→ **EXTRACT PROVIDED**:
-- -- --

By Meredith Blake, Los Angeles Times
Lyricist Gerry Goffin, whose songwriting partnership in the early 1960s with then-wife Carole King yielded some of the most indelible hits of the era, died Thursday at home in Los Angeles, said his wife, Michelle Goffin. He was 75.
Michele Goffin said the death was due to natural causes. Among the hit songs Goffin wrote with King were “(You Make Me Feel Like) A Natural Woman,” sung by Aretha Franklin; “Take Good Care of My Baby,” performed by Bobby Vee; and “Up on the Roof,” sung by The Drifters.
But perhaps their most enduring song was their first smash hit. It was in 1960, not long after the couple had their first child. They were working for music producer Don Kirshner, whose publishing company Aldon Music was across Broadway from the famed Brill Building in Manhattan, home to numerous successful songwriters.
Goffin came home one night from a bowling excursion with his buddies to find a note on the tape recorder from King, asking him to write lyrics for a melody she had composed for the girl group the Shirelles. Goffin said the lyrics came easily.
“Tonight you’re mine, completely,
You give your love so sweetly,
Tonight, the light of love is in your eyes,
But will you love me tomorrow?”

-- -- --

→ **SUPPLIED RECORDS**:
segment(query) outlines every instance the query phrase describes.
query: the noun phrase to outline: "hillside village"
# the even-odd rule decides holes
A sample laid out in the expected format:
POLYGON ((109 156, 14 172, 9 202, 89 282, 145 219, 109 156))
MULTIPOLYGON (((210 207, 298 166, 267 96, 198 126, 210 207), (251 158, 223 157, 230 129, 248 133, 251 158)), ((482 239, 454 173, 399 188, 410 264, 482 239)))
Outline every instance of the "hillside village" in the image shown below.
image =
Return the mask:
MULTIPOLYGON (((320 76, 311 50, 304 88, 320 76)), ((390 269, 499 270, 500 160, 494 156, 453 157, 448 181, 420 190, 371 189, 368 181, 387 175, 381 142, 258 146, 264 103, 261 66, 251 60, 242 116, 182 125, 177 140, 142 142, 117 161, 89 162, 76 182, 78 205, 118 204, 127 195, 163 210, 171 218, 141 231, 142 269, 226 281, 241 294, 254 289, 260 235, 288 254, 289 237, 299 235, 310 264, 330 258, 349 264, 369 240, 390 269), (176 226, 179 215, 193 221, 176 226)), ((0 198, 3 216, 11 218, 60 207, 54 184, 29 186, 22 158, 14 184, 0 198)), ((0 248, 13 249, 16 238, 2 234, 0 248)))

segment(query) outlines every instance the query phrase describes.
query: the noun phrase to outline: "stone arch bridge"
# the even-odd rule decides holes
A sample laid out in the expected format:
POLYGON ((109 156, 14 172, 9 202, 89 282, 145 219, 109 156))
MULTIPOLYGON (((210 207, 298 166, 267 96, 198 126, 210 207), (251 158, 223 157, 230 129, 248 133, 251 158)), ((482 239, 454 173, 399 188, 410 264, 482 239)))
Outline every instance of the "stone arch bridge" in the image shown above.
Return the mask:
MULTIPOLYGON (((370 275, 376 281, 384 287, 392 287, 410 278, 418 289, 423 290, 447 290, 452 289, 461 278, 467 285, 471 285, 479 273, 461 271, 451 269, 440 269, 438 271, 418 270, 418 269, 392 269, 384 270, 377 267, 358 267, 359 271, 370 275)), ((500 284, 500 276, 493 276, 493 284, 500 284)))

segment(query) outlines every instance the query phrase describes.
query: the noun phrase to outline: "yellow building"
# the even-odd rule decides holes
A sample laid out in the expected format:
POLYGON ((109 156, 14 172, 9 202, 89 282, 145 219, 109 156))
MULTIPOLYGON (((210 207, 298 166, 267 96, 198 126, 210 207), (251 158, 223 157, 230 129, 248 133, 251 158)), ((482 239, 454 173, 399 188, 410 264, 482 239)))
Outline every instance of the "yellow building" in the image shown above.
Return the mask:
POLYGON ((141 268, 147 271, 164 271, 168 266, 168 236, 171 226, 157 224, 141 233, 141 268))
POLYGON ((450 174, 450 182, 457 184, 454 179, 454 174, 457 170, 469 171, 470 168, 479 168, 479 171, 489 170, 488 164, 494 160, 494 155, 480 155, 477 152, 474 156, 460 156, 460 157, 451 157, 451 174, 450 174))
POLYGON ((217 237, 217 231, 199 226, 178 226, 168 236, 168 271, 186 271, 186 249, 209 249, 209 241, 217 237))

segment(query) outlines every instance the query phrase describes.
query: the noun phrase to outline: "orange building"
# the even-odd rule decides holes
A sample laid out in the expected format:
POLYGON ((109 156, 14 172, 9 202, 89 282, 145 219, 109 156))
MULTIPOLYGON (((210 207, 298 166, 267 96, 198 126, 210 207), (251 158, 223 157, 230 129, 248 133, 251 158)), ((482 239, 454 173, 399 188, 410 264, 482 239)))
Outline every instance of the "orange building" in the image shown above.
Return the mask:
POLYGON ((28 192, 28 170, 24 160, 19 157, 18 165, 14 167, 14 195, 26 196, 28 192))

-- -- --

→ **TASK DIRECTIONS**: According to the obituary of Gerry Goffin, what was Goffin doing the night he came home to find King's note on the tape recorder? Answer using only the text above.

→ **YOUR SOLUTION**: He was coming back from a bowling outing with his friends.